## Provided records
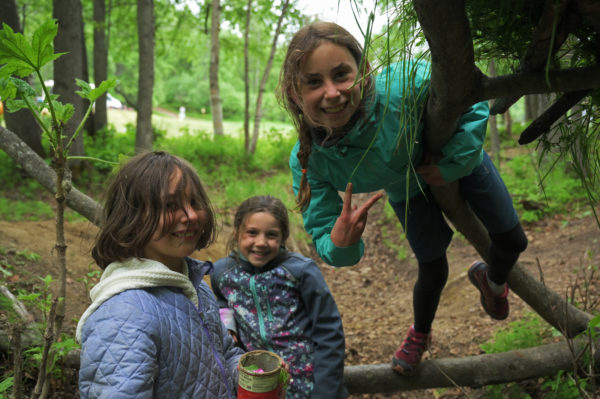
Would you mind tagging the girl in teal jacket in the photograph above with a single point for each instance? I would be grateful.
(360, 133)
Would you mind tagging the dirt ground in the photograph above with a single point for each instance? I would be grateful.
(374, 297)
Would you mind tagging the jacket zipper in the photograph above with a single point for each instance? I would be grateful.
(261, 321)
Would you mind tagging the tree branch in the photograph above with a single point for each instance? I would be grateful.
(543, 122)
(37, 168)
(565, 80)
(473, 371)
(541, 45)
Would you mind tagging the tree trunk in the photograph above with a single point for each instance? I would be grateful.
(454, 81)
(263, 82)
(145, 18)
(69, 39)
(493, 124)
(100, 62)
(215, 94)
(507, 123)
(246, 79)
(20, 122)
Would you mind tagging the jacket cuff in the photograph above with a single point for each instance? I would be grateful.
(340, 256)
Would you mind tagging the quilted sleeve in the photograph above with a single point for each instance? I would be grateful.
(327, 334)
(118, 353)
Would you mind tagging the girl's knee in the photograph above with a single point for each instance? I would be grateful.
(513, 240)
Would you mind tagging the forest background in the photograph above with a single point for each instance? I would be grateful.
(241, 153)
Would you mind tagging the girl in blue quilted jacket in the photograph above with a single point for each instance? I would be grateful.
(277, 300)
(153, 329)
(362, 133)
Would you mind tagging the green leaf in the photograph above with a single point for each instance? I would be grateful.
(13, 105)
(64, 112)
(7, 89)
(92, 94)
(23, 58)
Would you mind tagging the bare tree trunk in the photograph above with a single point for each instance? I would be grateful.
(20, 122)
(69, 39)
(263, 82)
(493, 124)
(507, 123)
(145, 18)
(215, 95)
(246, 79)
(100, 62)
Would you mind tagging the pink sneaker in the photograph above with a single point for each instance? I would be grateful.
(408, 356)
(494, 305)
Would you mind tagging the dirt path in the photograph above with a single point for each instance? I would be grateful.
(374, 297)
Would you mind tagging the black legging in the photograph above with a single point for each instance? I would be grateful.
(504, 252)
(427, 290)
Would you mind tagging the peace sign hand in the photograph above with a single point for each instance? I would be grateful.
(351, 223)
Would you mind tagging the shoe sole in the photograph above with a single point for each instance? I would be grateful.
(481, 296)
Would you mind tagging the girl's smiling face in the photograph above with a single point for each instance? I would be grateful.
(260, 238)
(179, 239)
(328, 95)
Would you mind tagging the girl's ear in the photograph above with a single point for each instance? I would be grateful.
(294, 97)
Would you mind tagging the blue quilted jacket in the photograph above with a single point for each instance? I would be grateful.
(154, 343)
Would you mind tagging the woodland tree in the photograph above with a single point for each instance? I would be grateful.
(66, 69)
(145, 18)
(100, 61)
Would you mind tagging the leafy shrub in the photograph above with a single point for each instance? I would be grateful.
(537, 193)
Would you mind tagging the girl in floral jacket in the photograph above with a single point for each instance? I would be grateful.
(277, 300)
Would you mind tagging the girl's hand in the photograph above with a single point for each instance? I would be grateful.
(431, 174)
(351, 223)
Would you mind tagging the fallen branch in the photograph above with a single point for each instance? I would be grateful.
(472, 371)
(37, 168)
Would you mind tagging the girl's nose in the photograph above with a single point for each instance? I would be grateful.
(260, 240)
(331, 90)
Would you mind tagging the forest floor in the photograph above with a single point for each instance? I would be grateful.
(374, 297)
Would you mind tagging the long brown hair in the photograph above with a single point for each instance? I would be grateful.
(303, 43)
(135, 200)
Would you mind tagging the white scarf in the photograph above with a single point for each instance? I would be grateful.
(135, 273)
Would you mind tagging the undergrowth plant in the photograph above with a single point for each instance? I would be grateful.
(21, 57)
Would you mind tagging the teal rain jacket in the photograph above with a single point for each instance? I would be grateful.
(381, 151)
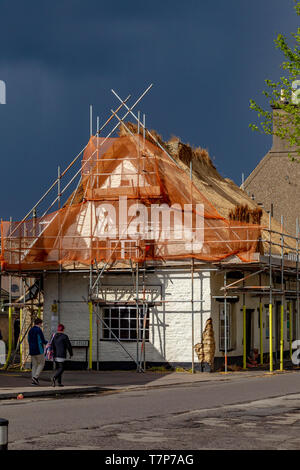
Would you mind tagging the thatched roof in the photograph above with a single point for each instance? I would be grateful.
(221, 192)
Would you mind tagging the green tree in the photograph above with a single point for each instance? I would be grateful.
(284, 95)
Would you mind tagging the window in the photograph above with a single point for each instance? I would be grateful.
(294, 319)
(228, 327)
(122, 323)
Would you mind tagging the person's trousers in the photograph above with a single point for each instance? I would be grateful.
(59, 371)
(38, 363)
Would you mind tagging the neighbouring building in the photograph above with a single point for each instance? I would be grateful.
(275, 182)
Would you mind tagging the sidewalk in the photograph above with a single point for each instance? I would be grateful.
(85, 382)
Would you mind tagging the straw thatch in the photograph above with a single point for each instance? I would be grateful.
(221, 192)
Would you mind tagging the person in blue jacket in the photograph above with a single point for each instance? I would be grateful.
(37, 343)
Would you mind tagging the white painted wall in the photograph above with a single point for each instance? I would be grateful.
(170, 324)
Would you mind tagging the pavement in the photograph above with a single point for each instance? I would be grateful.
(14, 383)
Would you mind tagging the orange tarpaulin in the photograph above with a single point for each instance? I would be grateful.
(136, 204)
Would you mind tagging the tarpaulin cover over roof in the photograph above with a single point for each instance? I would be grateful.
(136, 204)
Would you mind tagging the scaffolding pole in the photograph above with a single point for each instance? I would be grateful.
(225, 321)
(297, 279)
(193, 316)
(270, 302)
(282, 297)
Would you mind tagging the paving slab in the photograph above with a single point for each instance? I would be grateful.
(13, 383)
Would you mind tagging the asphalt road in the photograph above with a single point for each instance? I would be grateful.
(253, 413)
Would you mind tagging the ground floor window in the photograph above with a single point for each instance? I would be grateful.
(228, 327)
(291, 322)
(124, 323)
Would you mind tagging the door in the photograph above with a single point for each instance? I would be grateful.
(249, 331)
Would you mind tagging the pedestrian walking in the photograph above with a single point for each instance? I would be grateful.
(60, 344)
(36, 342)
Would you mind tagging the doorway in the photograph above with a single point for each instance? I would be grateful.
(249, 330)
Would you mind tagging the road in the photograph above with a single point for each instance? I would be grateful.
(253, 413)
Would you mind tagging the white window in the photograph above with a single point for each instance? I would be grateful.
(228, 327)
(122, 322)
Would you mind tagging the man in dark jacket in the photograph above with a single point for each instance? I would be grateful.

## Objective
Each line from the one containing "Would you mind tagging the door in" to the final line of the entries above must be returned exactly, and no other line may appear.

## Task output
Would you mind tagging the door in the photograph above with a single point for each instance? I would be grateful.
(249, 331)
Would you mind tagging the pedestrian walking in the photograph above with a single point for each instance? I would be grateful.
(60, 344)
(36, 342)
Would you mind tagging the doorway in the photograph above with a single point for each instance? I would be grateful.
(249, 330)
Would you mind tagging the road in the photograph above with a single point for each instance? I would be grateful.
(253, 413)
Would you mind tagging the white window in the photograph above with a single point for each instance? I would be grateful.
(228, 327)
(122, 322)
Would you mind tagging the man in dark jacket in the photograph above with a single point for each instance? I would be grateful.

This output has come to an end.